Please put every line of the items below into a numbered list, skipping any blank lines. Leave the pictures out.

_Entries provided_:
============

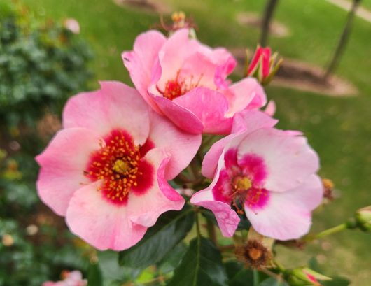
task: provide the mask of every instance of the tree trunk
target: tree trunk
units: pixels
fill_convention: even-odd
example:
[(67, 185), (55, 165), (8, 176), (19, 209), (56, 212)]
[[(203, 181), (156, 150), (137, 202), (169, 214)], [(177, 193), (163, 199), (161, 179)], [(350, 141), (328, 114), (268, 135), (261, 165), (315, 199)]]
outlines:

============

_Result of this task_:
1. task: provide the mask of every instance of the tree trunk
2. target: tree trunk
3. units: pixels
4. fill_convention: even-odd
5. example:
6. [(67, 185), (55, 165), (8, 176), (19, 209), (56, 212)]
7. [[(203, 181), (156, 150), (137, 202), (169, 214)], [(177, 193), (163, 199), (161, 179)], [(350, 141), (328, 114), (268, 135), (261, 165), (315, 199)]]
8. outlines:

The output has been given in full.